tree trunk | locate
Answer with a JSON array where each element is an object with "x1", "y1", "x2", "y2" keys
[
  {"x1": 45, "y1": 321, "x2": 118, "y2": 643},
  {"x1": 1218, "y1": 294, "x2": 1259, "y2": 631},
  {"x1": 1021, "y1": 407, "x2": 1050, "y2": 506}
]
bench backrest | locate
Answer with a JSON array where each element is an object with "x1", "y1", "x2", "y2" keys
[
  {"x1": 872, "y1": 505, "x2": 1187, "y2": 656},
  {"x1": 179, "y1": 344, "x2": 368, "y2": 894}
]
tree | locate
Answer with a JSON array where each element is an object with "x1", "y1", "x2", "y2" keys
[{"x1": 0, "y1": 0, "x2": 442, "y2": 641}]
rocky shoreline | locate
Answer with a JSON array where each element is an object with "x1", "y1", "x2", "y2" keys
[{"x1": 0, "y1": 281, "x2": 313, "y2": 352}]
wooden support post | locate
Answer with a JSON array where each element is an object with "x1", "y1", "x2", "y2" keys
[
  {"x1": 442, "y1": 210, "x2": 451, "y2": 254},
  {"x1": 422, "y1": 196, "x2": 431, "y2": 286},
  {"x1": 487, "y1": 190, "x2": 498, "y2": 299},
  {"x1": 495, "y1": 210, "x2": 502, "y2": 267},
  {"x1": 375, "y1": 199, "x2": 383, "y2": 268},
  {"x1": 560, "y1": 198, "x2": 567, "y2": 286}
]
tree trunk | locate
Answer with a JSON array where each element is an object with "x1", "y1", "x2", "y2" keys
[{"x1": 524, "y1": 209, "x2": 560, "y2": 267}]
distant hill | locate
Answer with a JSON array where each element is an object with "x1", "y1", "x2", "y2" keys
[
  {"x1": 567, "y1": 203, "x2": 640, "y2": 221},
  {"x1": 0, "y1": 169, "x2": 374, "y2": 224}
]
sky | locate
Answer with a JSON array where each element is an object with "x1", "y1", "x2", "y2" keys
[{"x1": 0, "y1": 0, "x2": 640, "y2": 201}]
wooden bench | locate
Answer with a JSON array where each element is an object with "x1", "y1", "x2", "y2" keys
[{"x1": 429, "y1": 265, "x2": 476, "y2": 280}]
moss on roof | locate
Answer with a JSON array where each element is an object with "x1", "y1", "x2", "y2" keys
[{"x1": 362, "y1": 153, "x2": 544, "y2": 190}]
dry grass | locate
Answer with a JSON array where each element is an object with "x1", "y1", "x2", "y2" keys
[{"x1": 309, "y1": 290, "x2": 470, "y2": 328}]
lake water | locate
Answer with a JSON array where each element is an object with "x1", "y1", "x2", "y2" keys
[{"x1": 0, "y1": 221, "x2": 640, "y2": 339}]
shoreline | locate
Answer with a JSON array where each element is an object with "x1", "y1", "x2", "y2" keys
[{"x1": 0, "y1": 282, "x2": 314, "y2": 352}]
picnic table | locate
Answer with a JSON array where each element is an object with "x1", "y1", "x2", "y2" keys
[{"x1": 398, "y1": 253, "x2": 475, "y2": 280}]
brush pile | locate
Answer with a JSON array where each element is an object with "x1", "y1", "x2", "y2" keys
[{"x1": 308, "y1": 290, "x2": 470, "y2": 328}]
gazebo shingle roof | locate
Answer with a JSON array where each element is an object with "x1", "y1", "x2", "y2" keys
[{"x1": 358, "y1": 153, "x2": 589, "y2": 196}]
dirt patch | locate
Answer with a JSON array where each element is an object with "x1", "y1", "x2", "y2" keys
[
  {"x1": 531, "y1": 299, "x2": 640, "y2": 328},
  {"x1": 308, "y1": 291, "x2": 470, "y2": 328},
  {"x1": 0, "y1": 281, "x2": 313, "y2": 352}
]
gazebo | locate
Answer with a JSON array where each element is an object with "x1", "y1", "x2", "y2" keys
# # # # #
Rewrite all of the items above, swapping every "locate" for "detect" and keeping everything else the same.

tree trunk | detect
Answer with a JSON array where each element is an object with "x1", "y1", "x2", "y2" keys
[
  {"x1": 45, "y1": 321, "x2": 118, "y2": 643},
  {"x1": 1218, "y1": 294, "x2": 1259, "y2": 631},
  {"x1": 1021, "y1": 407, "x2": 1050, "y2": 506}
]
bench backrest | detect
Answer with a JSON array where each element is an object with "x1", "y1", "x2", "y2" keys
[
  {"x1": 872, "y1": 505, "x2": 1187, "y2": 656},
  {"x1": 179, "y1": 344, "x2": 368, "y2": 894}
]
tree | detect
Answer with a JSON array where each element is an object with "x1", "y1", "x2", "y2" keys
[{"x1": 0, "y1": 0, "x2": 442, "y2": 641}]
rocky shoreline | detect
Answer with a JSON array where each element is an object with "x1", "y1", "x2", "y2" keys
[{"x1": 0, "y1": 281, "x2": 313, "y2": 352}]
wooden support post | detect
Answer with a JSON array where each element is an object with "x1", "y1", "x2", "y2" keys
[
  {"x1": 442, "y1": 210, "x2": 451, "y2": 254},
  {"x1": 422, "y1": 196, "x2": 431, "y2": 286},
  {"x1": 487, "y1": 190, "x2": 498, "y2": 299},
  {"x1": 495, "y1": 210, "x2": 502, "y2": 267},
  {"x1": 375, "y1": 199, "x2": 383, "y2": 268},
  {"x1": 560, "y1": 198, "x2": 567, "y2": 286}
]
tree trunk | detect
Answer with a JSON array where each element is an object with "x1", "y1", "x2", "y2" keys
[{"x1": 524, "y1": 209, "x2": 560, "y2": 267}]
distant hill | detect
Answer with a JSON array where each element is an object with "x1", "y1", "x2", "y2" keys
[
  {"x1": 567, "y1": 203, "x2": 640, "y2": 221},
  {"x1": 0, "y1": 169, "x2": 374, "y2": 224}
]
sky | detect
Answer with a JSON array where each element is an object with "x1", "y1", "x2", "y2" keys
[{"x1": 0, "y1": 0, "x2": 640, "y2": 201}]
wooden bench | detect
Answer with a JSON array where each element is an object with "x1", "y1", "x2", "y2" keys
[{"x1": 429, "y1": 265, "x2": 476, "y2": 280}]
moss on roof | detect
Answer with a JSON array where each element is an object with "x1", "y1", "x2", "y2" keys
[{"x1": 362, "y1": 153, "x2": 544, "y2": 190}]
dry grass | detect
Answer with a JSON array where each element is an object with "x1", "y1", "x2", "y2" keys
[{"x1": 309, "y1": 290, "x2": 470, "y2": 328}]
lake water | detect
Answer with a JSON array where each element is an object with "x1", "y1", "x2", "y2" keys
[{"x1": 0, "y1": 221, "x2": 640, "y2": 339}]
shoreline | detect
Answer with a JSON array where each element is an object with "x1", "y1", "x2", "y2" keys
[{"x1": 0, "y1": 282, "x2": 314, "y2": 352}]
picnic table | detect
Answer with a JSON array where each element is an object with "x1", "y1", "x2", "y2" keys
[{"x1": 398, "y1": 253, "x2": 475, "y2": 280}]
brush pile | detect
Answer with a JSON array where each element is an object with "x1", "y1", "x2", "y2" keys
[{"x1": 308, "y1": 290, "x2": 470, "y2": 328}]
gazebo shingle roof | detect
Answer with a JSON array where each element is an object with "x1", "y1", "x2", "y2" keys
[{"x1": 358, "y1": 153, "x2": 589, "y2": 196}]
dirt patch | detect
Answer with a JSON array where each element is an object with "x1", "y1", "x2", "y2" keys
[
  {"x1": 531, "y1": 299, "x2": 640, "y2": 328},
  {"x1": 308, "y1": 291, "x2": 470, "y2": 328},
  {"x1": 0, "y1": 281, "x2": 313, "y2": 352}
]
gazebo | detect
Answer with a JSON array where each element is an object with "x1", "y1", "x2", "y2" keys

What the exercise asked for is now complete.